Objective> Which lines in the material below contain the string "warning", with case taken into account? Report each of those lines in full.

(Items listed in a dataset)
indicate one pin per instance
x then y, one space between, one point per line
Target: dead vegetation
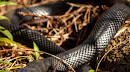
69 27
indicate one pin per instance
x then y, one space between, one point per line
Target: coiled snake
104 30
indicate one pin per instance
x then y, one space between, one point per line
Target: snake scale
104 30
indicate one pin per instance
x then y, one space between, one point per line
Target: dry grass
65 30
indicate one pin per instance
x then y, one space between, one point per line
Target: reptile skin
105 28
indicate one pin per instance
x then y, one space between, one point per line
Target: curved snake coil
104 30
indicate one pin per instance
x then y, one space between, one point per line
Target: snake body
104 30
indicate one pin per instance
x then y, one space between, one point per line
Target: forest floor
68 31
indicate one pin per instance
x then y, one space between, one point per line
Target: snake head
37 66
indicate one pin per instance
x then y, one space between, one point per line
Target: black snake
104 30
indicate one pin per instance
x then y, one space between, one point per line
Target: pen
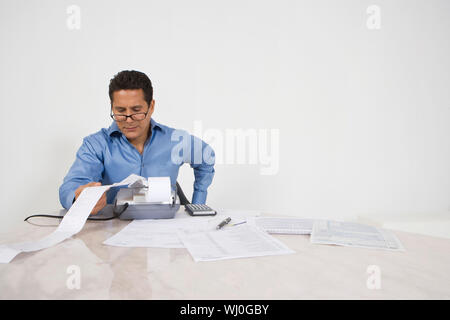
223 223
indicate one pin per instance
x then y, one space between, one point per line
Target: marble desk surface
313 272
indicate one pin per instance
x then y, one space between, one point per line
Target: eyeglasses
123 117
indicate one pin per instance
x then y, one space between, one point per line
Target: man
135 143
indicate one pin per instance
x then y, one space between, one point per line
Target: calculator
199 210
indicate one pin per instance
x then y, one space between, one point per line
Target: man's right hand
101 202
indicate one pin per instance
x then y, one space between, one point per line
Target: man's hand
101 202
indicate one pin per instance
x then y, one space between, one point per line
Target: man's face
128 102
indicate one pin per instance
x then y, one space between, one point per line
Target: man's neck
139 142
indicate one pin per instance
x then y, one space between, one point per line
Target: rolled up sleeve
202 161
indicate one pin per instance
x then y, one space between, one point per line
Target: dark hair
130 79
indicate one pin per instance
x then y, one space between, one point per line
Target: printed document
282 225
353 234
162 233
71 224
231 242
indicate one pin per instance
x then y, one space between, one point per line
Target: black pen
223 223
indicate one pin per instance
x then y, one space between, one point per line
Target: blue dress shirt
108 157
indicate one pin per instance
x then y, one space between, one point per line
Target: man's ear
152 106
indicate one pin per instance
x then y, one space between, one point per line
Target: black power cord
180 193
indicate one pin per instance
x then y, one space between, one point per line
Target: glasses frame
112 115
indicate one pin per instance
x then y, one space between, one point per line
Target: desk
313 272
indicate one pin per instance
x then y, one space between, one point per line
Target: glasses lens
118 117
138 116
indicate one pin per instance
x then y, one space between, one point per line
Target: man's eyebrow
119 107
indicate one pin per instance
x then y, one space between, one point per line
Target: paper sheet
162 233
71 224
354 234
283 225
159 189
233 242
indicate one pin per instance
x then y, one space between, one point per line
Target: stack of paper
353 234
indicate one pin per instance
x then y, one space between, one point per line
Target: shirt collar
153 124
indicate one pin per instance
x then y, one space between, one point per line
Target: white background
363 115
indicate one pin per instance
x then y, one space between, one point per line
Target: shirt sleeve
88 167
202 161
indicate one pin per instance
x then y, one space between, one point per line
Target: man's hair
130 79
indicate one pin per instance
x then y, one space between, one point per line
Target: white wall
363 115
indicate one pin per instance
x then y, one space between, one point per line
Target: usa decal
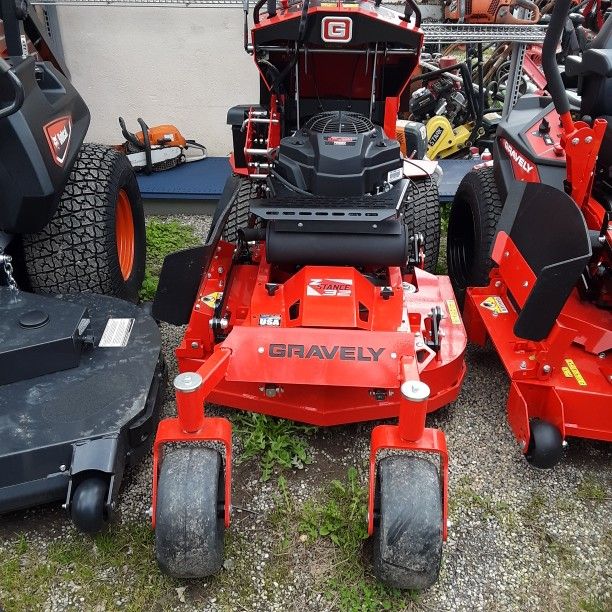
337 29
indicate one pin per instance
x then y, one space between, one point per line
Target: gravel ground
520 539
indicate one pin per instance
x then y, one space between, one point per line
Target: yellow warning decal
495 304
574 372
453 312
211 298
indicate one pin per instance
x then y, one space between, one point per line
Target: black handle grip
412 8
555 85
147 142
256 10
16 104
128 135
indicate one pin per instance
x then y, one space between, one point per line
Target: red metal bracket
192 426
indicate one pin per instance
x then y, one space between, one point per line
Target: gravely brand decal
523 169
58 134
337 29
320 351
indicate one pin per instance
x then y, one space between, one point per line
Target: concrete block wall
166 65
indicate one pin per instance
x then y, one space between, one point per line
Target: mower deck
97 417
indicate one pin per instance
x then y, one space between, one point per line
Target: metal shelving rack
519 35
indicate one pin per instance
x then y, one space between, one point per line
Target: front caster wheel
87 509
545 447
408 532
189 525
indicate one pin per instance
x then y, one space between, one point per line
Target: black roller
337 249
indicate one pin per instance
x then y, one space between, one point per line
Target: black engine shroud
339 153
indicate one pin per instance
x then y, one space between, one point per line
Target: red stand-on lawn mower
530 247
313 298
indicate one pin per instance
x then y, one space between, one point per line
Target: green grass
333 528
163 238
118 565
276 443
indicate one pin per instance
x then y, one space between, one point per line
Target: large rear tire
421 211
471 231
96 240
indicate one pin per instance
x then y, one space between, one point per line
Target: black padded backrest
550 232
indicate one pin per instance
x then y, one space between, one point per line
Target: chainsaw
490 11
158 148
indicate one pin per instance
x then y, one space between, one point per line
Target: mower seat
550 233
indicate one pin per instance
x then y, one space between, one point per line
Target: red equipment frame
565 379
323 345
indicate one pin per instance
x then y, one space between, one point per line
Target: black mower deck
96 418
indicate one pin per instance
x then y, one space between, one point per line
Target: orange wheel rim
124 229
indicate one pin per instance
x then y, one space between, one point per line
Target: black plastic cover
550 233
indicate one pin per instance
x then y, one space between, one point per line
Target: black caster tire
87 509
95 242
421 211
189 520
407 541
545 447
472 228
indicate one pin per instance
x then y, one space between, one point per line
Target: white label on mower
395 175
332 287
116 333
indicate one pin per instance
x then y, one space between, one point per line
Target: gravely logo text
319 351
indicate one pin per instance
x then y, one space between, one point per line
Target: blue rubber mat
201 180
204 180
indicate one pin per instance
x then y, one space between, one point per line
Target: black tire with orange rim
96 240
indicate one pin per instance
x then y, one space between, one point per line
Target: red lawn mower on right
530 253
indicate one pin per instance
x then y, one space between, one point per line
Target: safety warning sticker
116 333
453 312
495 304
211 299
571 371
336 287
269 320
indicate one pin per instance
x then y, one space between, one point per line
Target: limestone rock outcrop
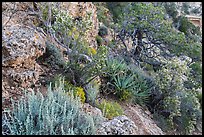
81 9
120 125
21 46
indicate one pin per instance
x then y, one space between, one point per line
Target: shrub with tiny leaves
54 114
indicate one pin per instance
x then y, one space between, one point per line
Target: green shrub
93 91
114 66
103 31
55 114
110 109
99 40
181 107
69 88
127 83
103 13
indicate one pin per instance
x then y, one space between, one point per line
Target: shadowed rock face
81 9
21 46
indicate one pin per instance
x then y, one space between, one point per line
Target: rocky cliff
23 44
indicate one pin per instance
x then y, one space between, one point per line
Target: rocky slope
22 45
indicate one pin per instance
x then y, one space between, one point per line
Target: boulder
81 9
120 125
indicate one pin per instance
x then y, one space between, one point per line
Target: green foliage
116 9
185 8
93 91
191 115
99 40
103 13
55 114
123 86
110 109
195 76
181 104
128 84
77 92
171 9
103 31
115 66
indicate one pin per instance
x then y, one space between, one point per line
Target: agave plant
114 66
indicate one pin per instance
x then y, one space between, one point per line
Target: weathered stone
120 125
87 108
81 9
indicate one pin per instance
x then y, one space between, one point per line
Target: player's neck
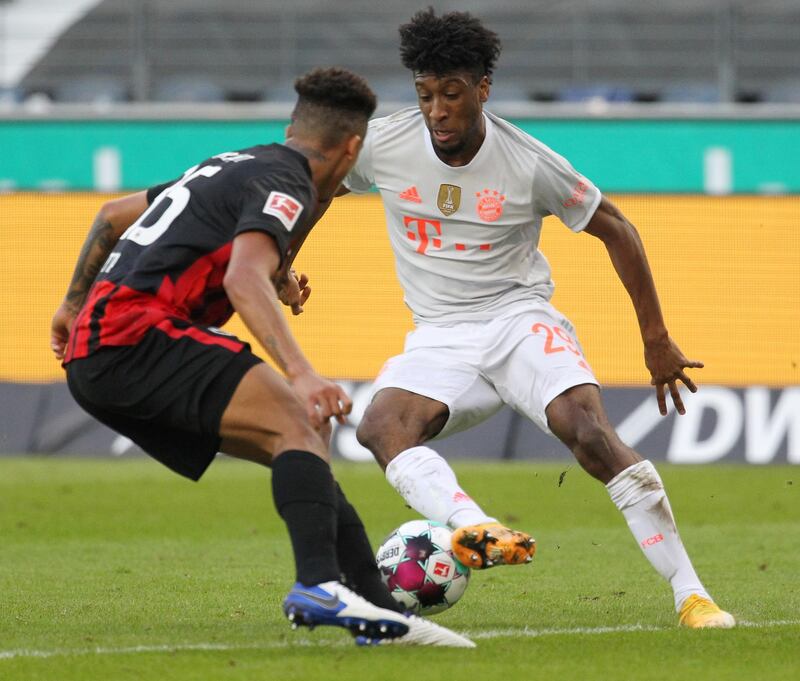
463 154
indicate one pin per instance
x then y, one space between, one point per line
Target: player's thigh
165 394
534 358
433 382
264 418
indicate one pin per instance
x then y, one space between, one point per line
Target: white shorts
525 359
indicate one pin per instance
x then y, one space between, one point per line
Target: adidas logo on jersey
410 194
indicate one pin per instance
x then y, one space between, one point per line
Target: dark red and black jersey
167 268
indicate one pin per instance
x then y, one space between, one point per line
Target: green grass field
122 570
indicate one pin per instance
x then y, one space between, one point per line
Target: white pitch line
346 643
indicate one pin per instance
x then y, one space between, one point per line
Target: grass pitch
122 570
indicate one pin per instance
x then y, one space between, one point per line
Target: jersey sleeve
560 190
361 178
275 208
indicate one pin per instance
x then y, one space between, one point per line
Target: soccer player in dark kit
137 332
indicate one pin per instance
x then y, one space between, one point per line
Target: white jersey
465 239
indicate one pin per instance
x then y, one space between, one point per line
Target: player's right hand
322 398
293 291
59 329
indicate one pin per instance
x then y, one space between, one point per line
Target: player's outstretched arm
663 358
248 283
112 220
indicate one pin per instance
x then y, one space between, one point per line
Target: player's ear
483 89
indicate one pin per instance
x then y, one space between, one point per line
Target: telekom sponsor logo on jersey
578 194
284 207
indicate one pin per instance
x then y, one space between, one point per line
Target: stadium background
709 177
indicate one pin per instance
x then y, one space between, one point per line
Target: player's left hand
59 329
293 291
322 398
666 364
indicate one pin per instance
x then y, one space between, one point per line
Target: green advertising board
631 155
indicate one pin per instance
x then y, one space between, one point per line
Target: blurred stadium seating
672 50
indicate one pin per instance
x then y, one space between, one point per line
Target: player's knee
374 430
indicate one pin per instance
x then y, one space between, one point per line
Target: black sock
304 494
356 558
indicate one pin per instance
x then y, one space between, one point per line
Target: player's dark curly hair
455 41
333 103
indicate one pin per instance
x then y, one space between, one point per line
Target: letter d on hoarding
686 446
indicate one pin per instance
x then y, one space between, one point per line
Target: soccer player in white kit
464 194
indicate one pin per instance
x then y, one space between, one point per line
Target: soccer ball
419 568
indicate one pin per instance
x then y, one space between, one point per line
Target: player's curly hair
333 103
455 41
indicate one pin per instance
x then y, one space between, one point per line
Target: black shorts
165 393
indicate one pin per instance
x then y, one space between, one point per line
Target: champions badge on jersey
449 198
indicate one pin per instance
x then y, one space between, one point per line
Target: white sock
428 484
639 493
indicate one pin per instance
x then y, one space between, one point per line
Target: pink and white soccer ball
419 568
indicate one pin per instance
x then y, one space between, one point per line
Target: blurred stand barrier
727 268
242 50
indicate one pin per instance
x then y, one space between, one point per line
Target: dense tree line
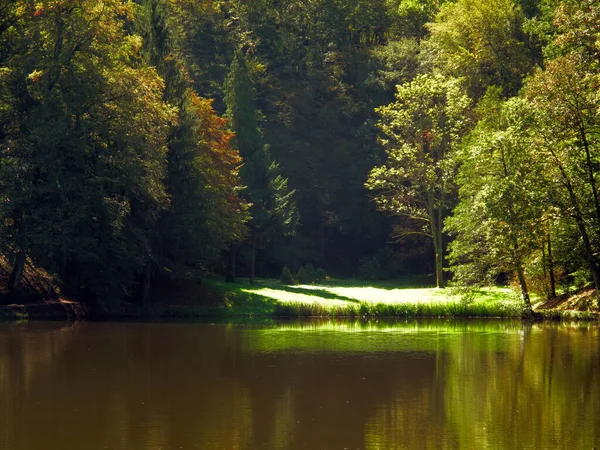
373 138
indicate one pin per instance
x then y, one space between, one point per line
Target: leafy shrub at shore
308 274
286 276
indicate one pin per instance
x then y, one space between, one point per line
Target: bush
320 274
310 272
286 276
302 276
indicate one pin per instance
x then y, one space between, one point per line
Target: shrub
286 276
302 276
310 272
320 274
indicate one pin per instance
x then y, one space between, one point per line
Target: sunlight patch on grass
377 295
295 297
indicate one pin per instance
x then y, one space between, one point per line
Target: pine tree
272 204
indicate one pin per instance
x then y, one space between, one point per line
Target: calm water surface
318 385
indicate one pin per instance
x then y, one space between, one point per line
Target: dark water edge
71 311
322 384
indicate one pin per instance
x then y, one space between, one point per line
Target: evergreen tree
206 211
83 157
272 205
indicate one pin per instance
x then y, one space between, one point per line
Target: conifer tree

Complete response>
Target: yellow warning decal
Target: safety warning sticker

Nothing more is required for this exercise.